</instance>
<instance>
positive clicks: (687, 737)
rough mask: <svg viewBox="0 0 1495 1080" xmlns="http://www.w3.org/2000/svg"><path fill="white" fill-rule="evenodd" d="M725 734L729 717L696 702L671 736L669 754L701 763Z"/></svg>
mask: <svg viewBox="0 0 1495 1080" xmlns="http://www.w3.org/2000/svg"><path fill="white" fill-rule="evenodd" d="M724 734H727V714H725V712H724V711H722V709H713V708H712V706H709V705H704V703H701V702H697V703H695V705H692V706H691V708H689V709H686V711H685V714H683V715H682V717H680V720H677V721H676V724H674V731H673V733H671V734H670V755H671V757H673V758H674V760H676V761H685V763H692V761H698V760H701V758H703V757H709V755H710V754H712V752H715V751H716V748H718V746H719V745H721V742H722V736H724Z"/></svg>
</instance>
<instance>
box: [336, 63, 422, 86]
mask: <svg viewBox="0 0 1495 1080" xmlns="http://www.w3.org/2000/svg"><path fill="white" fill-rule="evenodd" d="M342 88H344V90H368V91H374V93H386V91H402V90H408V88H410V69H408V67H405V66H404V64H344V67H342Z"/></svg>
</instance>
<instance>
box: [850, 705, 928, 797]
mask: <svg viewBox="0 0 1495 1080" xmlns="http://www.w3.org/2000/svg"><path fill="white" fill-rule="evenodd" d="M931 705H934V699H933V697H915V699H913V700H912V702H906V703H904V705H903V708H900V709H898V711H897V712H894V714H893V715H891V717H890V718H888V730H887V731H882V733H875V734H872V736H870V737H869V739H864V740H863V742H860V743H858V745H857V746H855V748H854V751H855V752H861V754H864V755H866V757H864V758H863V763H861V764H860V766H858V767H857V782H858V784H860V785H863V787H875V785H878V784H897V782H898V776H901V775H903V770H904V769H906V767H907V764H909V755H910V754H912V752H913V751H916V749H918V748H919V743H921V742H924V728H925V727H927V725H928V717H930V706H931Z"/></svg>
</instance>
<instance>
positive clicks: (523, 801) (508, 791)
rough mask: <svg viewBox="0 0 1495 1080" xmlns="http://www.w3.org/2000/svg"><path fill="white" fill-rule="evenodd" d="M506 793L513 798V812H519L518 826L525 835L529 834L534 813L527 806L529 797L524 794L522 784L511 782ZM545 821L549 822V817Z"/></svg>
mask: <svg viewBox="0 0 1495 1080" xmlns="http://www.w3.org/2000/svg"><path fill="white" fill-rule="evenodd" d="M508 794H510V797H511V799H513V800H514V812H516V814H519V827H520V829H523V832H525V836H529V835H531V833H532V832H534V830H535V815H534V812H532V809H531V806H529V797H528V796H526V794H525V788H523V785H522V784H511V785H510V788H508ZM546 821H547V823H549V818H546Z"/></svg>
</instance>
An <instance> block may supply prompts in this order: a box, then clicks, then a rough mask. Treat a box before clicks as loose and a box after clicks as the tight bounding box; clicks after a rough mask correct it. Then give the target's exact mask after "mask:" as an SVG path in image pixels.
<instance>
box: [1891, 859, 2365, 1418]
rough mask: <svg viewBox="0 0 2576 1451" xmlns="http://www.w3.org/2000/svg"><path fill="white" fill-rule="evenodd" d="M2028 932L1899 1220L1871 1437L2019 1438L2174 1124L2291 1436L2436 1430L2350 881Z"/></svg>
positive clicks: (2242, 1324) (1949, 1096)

########

## INSTRUCTIONS FOR THE TASK
Reproduce all of the records above word for word, from the first line to the last.

## ANSWER SPACE
</instance>
<instance>
positive clicks: (687, 737)
rough mask: <svg viewBox="0 0 1495 1080" xmlns="http://www.w3.org/2000/svg"><path fill="white" fill-rule="evenodd" d="M725 734L729 717L696 702L671 736L669 754L701 763Z"/></svg>
mask: <svg viewBox="0 0 1495 1080" xmlns="http://www.w3.org/2000/svg"><path fill="white" fill-rule="evenodd" d="M724 734H727V714H725V712H724V711H722V709H713V708H712V706H709V705H704V703H701V702H697V703H695V705H692V706H691V708H689V709H686V711H685V714H683V715H682V717H680V720H677V721H676V724H674V731H673V733H671V734H670V755H671V757H673V758H674V760H676V761H685V763H692V761H698V760H701V758H703V757H709V755H710V754H712V752H715V751H716V748H718V746H719V745H721V742H722V736H724Z"/></svg>
</instance>
<instance>
box: [336, 63, 422, 86]
mask: <svg viewBox="0 0 1495 1080" xmlns="http://www.w3.org/2000/svg"><path fill="white" fill-rule="evenodd" d="M342 88H344V90H368V91H374V93H386V91H402V90H408V88H410V69H408V67H405V66H404V64H344V67H342Z"/></svg>
</instance>
<instance>
box: [850, 705, 928, 797]
mask: <svg viewBox="0 0 1495 1080" xmlns="http://www.w3.org/2000/svg"><path fill="white" fill-rule="evenodd" d="M931 705H934V699H933V697H915V699H913V700H912V702H906V703H904V705H903V708H900V709H898V711H897V712H894V714H893V715H891V717H890V718H888V730H887V731H882V733H875V734H872V736H870V737H869V739H864V740H863V742H860V743H858V745H857V746H855V748H854V751H855V752H861V754H864V755H866V757H864V758H863V763H861V764H860V766H858V767H857V782H858V784H860V785H863V787H875V785H878V784H897V782H898V776H901V775H903V770H904V769H906V767H907V764H909V755H910V754H912V752H913V751H916V749H918V748H919V743H921V742H924V728H925V727H927V725H928V717H930V706H931Z"/></svg>
</instance>
<instance>
positive clicks: (523, 801) (508, 791)
rough mask: <svg viewBox="0 0 1495 1080" xmlns="http://www.w3.org/2000/svg"><path fill="white" fill-rule="evenodd" d="M506 793L513 798V812H519L518 826L525 835L529 834L534 813L527 806L529 797L524 794L522 784L511 782ZM545 821L549 822V817Z"/></svg>
mask: <svg viewBox="0 0 1495 1080" xmlns="http://www.w3.org/2000/svg"><path fill="white" fill-rule="evenodd" d="M508 794H510V797H511V799H513V800H514V812H516V814H519V827H520V829H523V832H525V836H529V835H531V833H532V832H534V830H535V815H534V812H532V809H531V806H529V797H528V796H526V794H525V788H523V785H522V784H511V785H510V788H508ZM546 821H547V823H549V818H546Z"/></svg>
</instance>
An <instance> block may supply prompts in this order: a box, then clicks, then a rough mask. Treat a box before clicks as loose and a box after clicks as the tight bounding box; clicks after a rough mask correct it. Then give the target's exact mask after "mask:" as an SVG path in image pixels.
<instance>
box: [1891, 859, 2365, 1418]
rough mask: <svg viewBox="0 0 2576 1451" xmlns="http://www.w3.org/2000/svg"><path fill="white" fill-rule="evenodd" d="M2028 932L1899 1220L1871 1437L2019 1438L2174 1124L2291 1436L2436 1430L2350 881Z"/></svg>
positive clicks: (2242, 1324) (1949, 1096)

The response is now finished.